● What the task asks:
Reproduce word for word the part of the Form 8-K cover page that runs from "Title of each" up to and including "(17 CFR 230.425)".

● Reading passage:

SECURITIES AND EXCHANGE COMMISSION

Washington, D.C. 20549

 

 

 

FORM 8-K

 

 

 

CURRENT REPORT

PURSUANT TO SECTION 13 OR 15(d)

OF THE SECURITIES EXCHANGE ACT OF 1934

 

Date of Report (Date of earliest event reported): July 14, 2026

 

Disciplined Growth Acquisition Corporation

(Exact name of registrant as specified in its charter)

 

Cayman Islands   001-43314   99-1913742

(State or other jurisdiction
of incorporation)

  (Commission File Number)  

(IRS Employer
Identification No.)

 

169 Rockaway Avenue

Garden City, New York 11530

(Address of principal executive offices, including zip code)

 

Registrant’s telephone number, including area code: (516) 550-4122

 

Not Applicable

(Former name or former address, if changed since last report)

 

Securities registered pursuant to Section 12(b) of the Act:

 

Title of each class   Trading Symbol(s)   Name of each exchange
on which registered
Units, each consisting of one Class A ordinary share and one right   DGACU   The New York Stock Exchange
Class A ordinary shares, par value $0.0001 per share   DGAC   The New York Stock Exchange
Rights, each right entitling the holder to receive one-fourth (1/4) of one Class A ordinary share upon the consummation of the initial business combination   DGACR   The New York Stock Exchange

 

Check the appropriate box below if the Form 8-K filing is intended to simultaneously satisfy the filing obligation of the registrant under any of the following provisions:

 

Written communications pursuant to Rule 425 under the Securities Act (17 CFR 230.425)

(Pointing records)
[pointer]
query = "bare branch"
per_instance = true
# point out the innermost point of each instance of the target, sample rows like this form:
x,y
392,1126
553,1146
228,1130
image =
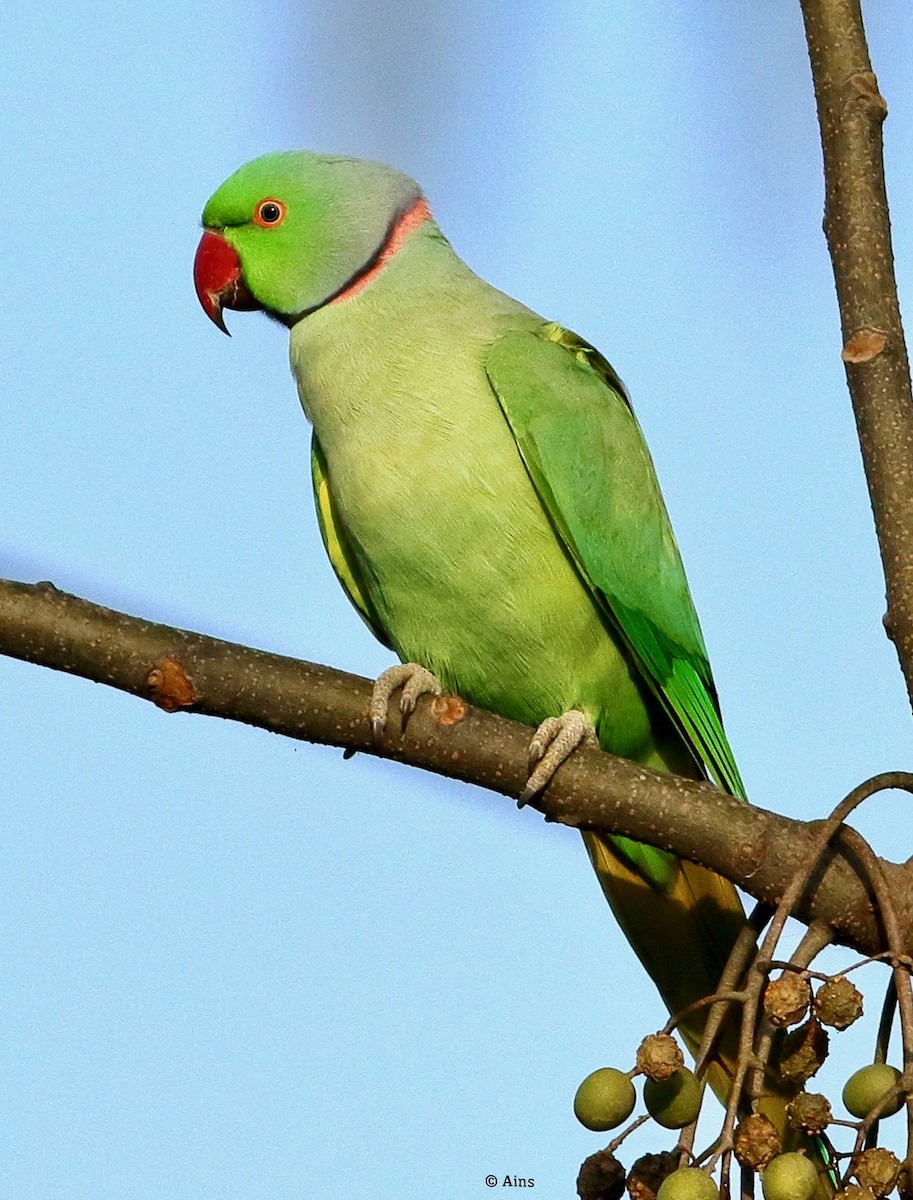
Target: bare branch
--
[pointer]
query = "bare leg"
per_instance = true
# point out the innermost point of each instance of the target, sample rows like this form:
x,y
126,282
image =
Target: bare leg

● Task answer:
Title of each class   Trading Symbol(s)   Name of each exchange
on which registered
Units, each consisting of one Class A ordinary share and one right   DGACU   The New York Stock Exchange
Class A ordinary shares, par value $0.0001 per share   DGAC   The New York Stock Exchange
Rights, each right entitling the holder to receive one-fourth (1/4) of one Class A ordinary share upon the consummation of the initial business combination   DGACR   The New York Stock Exchange

 

Check the appropriate box below if the Form 8-K filing is intended to simultaneously satisfy the filing obligation of the registrant under any of the following provisions:

 

Written communications pursuant to Rule 425 under the Securities Act (17 CFR 230.425)